▶ REQUIRED WORK
Present the items below as a Markdown table with the columns Row and Entry, omitting blank lines. Begin at the line that contains "Does this scene include the newborn" and stop after the line that contains "[578,0,631,17]".

━━━━

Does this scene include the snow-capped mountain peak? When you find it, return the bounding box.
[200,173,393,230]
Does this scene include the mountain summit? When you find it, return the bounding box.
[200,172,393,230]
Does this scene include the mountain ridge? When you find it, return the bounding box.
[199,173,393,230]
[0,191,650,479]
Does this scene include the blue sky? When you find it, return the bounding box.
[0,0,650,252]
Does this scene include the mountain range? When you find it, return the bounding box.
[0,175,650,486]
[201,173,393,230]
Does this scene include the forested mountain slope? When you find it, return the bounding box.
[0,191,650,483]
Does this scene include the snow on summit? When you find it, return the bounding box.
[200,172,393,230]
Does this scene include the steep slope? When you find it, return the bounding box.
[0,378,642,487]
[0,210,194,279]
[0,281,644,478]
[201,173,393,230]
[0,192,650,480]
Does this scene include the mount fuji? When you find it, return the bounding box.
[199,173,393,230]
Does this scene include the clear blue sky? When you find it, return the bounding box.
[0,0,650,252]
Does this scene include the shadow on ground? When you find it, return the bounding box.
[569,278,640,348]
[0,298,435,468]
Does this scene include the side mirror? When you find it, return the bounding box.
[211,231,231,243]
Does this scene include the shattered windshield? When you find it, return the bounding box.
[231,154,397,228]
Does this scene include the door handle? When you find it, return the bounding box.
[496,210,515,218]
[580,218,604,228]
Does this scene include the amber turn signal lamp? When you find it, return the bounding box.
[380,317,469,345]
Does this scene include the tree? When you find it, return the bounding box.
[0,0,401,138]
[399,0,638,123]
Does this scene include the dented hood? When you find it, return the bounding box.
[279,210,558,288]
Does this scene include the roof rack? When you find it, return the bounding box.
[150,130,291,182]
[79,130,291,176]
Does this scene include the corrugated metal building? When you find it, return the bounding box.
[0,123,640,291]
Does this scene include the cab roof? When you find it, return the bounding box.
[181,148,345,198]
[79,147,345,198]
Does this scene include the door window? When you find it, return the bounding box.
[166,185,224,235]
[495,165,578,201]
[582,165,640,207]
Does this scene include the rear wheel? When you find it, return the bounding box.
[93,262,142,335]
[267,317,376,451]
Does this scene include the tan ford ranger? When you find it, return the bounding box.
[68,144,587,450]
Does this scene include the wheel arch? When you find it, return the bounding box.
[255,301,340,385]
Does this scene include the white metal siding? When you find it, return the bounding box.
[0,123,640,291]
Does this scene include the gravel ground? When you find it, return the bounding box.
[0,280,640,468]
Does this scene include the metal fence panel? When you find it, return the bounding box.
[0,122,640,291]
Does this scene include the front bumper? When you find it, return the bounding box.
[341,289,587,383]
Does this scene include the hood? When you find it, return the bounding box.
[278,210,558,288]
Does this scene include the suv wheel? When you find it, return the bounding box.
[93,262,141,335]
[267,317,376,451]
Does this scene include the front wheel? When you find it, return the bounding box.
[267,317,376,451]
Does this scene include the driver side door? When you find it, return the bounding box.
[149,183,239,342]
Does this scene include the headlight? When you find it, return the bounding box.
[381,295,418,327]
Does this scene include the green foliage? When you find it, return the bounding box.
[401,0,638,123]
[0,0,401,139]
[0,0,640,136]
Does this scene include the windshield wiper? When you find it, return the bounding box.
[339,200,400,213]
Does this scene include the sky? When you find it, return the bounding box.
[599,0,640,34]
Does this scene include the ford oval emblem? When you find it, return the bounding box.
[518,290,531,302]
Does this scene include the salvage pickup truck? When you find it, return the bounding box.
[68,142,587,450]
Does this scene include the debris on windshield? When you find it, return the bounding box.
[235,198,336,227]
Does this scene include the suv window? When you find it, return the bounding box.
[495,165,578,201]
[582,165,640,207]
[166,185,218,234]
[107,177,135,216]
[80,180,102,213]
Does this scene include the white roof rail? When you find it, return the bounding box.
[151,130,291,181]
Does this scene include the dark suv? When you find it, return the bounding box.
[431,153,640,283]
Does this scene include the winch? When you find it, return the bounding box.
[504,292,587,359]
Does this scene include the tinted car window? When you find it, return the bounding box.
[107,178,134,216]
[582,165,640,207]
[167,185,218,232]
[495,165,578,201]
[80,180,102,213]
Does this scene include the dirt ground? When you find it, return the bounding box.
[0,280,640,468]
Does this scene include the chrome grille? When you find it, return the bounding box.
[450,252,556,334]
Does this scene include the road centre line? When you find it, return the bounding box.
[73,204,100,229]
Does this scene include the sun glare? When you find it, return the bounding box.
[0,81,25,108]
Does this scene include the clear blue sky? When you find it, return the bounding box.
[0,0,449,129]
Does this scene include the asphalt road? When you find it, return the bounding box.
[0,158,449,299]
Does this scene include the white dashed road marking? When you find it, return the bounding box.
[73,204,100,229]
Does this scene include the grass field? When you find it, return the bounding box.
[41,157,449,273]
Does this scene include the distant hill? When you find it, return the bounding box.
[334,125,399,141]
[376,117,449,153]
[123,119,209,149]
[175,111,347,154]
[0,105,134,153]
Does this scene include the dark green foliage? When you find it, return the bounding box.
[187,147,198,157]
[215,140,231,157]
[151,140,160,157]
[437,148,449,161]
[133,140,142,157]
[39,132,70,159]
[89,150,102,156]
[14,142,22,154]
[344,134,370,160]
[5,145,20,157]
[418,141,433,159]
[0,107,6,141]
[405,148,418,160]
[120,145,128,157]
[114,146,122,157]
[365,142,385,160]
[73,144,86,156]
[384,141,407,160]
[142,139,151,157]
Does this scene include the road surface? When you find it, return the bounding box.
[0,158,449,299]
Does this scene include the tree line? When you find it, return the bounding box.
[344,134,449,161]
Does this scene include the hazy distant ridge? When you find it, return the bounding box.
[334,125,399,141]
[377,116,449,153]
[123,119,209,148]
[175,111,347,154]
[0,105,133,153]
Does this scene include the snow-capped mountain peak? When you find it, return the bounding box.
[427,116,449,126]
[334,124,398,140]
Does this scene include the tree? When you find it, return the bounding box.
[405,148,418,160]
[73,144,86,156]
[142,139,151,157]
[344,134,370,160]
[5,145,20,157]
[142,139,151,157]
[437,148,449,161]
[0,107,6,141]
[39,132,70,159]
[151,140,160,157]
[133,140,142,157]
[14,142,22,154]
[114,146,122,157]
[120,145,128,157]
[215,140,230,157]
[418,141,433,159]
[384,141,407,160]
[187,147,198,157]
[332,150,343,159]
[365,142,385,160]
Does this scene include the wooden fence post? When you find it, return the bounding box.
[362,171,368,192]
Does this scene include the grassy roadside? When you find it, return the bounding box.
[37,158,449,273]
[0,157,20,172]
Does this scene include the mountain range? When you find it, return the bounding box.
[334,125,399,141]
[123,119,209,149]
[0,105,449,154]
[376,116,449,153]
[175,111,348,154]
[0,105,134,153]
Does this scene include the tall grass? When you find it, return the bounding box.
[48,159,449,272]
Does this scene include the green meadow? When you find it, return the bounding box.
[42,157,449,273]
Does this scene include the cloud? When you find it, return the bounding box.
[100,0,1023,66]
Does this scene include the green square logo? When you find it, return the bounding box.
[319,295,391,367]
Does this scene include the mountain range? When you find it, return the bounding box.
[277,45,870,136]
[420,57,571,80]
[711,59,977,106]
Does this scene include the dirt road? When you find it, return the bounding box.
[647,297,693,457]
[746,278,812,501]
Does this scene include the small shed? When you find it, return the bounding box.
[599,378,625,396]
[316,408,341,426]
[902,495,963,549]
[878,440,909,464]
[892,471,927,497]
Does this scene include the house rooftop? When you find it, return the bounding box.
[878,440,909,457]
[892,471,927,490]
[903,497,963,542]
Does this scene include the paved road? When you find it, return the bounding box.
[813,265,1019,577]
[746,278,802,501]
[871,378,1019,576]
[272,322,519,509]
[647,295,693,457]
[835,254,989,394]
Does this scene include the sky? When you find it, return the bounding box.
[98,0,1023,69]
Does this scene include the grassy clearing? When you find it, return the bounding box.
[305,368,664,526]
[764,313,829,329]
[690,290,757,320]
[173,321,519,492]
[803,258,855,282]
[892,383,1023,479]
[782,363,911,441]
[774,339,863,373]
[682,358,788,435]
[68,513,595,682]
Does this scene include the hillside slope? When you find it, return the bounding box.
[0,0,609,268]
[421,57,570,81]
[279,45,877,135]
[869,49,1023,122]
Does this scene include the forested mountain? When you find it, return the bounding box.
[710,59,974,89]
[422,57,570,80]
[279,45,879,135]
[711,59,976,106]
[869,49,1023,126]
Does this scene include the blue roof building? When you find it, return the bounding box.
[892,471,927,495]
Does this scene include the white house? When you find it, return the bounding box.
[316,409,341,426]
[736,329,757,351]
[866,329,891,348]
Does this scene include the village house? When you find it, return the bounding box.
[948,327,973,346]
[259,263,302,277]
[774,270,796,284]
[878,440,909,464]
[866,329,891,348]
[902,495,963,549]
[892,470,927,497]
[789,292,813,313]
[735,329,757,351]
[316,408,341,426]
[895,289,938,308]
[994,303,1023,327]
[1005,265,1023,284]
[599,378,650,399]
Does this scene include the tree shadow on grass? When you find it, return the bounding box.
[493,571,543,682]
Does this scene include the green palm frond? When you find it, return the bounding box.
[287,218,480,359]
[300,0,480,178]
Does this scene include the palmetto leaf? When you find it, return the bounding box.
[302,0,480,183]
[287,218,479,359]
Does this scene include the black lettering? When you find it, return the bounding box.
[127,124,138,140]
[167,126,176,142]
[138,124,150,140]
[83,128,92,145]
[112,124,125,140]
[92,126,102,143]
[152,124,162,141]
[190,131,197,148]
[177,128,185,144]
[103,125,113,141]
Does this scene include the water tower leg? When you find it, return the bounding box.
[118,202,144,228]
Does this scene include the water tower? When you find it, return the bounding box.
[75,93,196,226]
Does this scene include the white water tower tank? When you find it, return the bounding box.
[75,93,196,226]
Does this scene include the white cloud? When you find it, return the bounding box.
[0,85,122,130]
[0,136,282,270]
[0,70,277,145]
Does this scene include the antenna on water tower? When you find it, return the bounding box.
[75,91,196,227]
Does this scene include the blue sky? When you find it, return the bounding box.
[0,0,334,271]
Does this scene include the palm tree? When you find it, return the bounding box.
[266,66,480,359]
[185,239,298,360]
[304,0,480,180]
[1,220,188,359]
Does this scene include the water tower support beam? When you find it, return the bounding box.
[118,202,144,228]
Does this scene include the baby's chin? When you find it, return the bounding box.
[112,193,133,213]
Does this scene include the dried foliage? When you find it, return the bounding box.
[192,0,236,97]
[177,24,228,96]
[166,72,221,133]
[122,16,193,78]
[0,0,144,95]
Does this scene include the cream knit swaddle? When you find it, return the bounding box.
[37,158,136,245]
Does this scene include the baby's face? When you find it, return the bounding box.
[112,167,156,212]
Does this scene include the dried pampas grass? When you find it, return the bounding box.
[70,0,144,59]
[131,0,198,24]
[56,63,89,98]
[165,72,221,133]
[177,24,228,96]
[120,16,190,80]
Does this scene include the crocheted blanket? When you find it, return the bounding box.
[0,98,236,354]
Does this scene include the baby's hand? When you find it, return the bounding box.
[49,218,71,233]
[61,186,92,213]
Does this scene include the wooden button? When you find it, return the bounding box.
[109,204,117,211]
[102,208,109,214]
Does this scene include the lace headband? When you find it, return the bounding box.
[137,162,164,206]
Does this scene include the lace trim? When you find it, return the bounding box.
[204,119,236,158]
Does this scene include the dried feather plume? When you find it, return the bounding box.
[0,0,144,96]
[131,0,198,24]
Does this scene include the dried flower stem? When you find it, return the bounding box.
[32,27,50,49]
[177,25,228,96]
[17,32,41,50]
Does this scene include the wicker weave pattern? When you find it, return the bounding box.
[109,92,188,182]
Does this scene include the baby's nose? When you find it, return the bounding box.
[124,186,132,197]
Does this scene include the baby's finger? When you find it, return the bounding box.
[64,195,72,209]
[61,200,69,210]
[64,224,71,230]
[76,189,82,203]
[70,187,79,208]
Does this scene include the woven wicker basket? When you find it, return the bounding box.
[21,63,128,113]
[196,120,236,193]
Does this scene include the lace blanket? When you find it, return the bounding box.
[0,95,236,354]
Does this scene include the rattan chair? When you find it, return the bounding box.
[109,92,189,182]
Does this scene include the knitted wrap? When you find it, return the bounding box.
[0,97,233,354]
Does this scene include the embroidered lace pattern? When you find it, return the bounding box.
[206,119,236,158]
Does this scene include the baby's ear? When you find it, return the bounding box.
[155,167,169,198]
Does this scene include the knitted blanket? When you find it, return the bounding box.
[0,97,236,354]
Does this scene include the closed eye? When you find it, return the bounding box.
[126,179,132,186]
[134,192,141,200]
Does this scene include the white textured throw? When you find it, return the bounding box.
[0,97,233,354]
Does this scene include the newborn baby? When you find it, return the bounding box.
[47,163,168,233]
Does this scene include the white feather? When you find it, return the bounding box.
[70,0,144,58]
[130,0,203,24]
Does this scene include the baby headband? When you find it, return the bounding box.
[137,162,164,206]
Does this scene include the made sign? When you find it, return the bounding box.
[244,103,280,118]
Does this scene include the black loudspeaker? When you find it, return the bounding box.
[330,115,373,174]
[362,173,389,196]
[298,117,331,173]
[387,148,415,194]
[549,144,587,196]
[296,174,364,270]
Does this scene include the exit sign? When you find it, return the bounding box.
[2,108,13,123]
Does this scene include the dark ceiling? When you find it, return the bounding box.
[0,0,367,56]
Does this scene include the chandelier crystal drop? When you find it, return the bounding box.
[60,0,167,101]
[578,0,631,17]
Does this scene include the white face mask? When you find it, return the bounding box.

━━━━

▶ COMPLETE RESPONSE
| Row | Entry |
|---|---|
| 1 | Does this scene include the newborn baby? When you find it, return the bounding box. |
| 2 | [47,163,168,233] |
| 3 | Does this scene include the white feather? When you find it, return the bounding box. |
| 4 | [70,0,144,58] |
| 5 | [130,0,203,24] |
| 6 | Does this scene include the baby headband? When you find it, return the bounding box. |
| 7 | [137,162,164,206] |
| 8 | Does this scene include the made sign? When you find it, return the bounding box. |
| 9 | [244,103,280,118] |
| 10 | Does this scene include the black loudspeaker? When you find it, return the bounding box. |
| 11 | [330,115,373,174] |
| 12 | [362,173,389,196] |
| 13 | [298,117,331,173] |
| 14 | [387,148,415,194] |
| 15 | [549,144,587,196] |
| 16 | [296,174,364,270] |
| 17 | Does this scene include the exit sign? When you find it, return the bounding box. |
| 18 | [2,108,13,123] |
| 19 | Does this scene include the dark ceiling? When you find it, return the bounding box. |
| 20 | [0,0,367,56] |
| 21 | Does this scene include the chandelier crystal drop? When you find it, return the bounding box. |
| 22 | [60,0,167,101] |
| 23 | [578,0,631,17] |